§ **Task prompt**: Reproduce every entry exactly as shown.

-=-=-=-=-

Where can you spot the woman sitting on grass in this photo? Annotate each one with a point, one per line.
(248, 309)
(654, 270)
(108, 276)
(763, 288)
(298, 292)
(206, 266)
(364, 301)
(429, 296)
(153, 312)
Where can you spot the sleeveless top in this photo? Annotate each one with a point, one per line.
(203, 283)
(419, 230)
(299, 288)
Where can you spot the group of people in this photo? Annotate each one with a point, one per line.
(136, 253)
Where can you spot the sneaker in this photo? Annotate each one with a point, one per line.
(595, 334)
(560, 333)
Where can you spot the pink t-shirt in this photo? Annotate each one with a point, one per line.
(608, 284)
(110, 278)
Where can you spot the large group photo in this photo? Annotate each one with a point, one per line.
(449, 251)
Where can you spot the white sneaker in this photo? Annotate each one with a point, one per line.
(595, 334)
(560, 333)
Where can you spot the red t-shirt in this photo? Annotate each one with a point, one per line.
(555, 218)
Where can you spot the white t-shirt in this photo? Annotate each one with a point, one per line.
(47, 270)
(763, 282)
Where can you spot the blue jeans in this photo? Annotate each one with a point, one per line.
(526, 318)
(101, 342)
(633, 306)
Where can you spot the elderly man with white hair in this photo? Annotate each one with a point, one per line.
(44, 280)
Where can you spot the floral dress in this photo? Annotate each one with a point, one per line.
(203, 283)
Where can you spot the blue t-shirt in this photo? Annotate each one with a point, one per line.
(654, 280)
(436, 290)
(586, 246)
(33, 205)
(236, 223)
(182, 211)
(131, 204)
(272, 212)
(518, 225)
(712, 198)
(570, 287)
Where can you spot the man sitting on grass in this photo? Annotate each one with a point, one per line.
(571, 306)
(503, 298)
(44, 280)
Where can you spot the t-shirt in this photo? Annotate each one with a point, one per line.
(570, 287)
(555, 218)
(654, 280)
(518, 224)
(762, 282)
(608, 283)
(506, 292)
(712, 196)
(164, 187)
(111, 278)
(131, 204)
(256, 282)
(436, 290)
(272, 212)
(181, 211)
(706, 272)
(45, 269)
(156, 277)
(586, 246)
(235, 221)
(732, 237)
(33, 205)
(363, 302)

-=-=-=-=-

§ **Answer to the exercise**:
Where can you spot the woman sitting on grass in this photo? Annotate each one with a point, one per line.
(248, 309)
(654, 270)
(108, 276)
(763, 288)
(298, 292)
(206, 266)
(364, 301)
(429, 296)
(153, 312)
Where can you spot the sleeveless top in this photo? Annotate each one with a point, one per line.
(203, 283)
(419, 230)
(299, 288)
Where can you spot the group of people in this photo? Annotate each one with a point, one per line.
(136, 253)
Where can you spot the sneaker in this photo? Annotate each one with a point, one per line.
(595, 334)
(560, 333)
Where can you spot the pink t-shirt in this photo? Annotate each one with a point, one per line.
(608, 284)
(110, 278)
Where can you spot the large group photo in this photo? Annotate each one with a point, one per line.
(449, 251)
Where can you spot the white sneaker in this photo? Annotate each one with a point, one per line.
(595, 334)
(560, 333)
Where can you spot the red t-shirt in this photo? Annotate each one with a point, one per line.
(555, 218)
Where can you spot the white t-shirt in this photo? Annotate each one with a point, one per line.
(47, 270)
(763, 282)
Where can you spot the blue jeans in this photo? Annotate each one with a point, one per line.
(526, 318)
(101, 342)
(633, 306)
Where can you spot the elderly man with white hair in this photo? Annotate each one with a point, one per line.
(44, 280)
Where can you spot the floral dress in this photo? Annotate each one with a point, one per line.
(203, 283)
Where can you spot the blue t-shirt in this photo? Annotate each one with a point, one per line.
(654, 280)
(436, 290)
(586, 246)
(33, 205)
(236, 223)
(182, 211)
(131, 204)
(272, 212)
(518, 225)
(712, 198)
(570, 287)
Where can you spot the man sitting on grass in this photo? Annotate each one with a point, one per line.
(571, 306)
(503, 298)
(44, 280)
Where can you spot the t-shirt in this photo? Annotate each one with a point, one per line.
(570, 287)
(555, 218)
(654, 280)
(518, 224)
(762, 282)
(608, 283)
(506, 292)
(712, 196)
(164, 187)
(111, 278)
(131, 204)
(256, 282)
(436, 290)
(272, 212)
(181, 211)
(706, 272)
(45, 269)
(156, 277)
(586, 246)
(235, 221)
(732, 237)
(33, 205)
(363, 302)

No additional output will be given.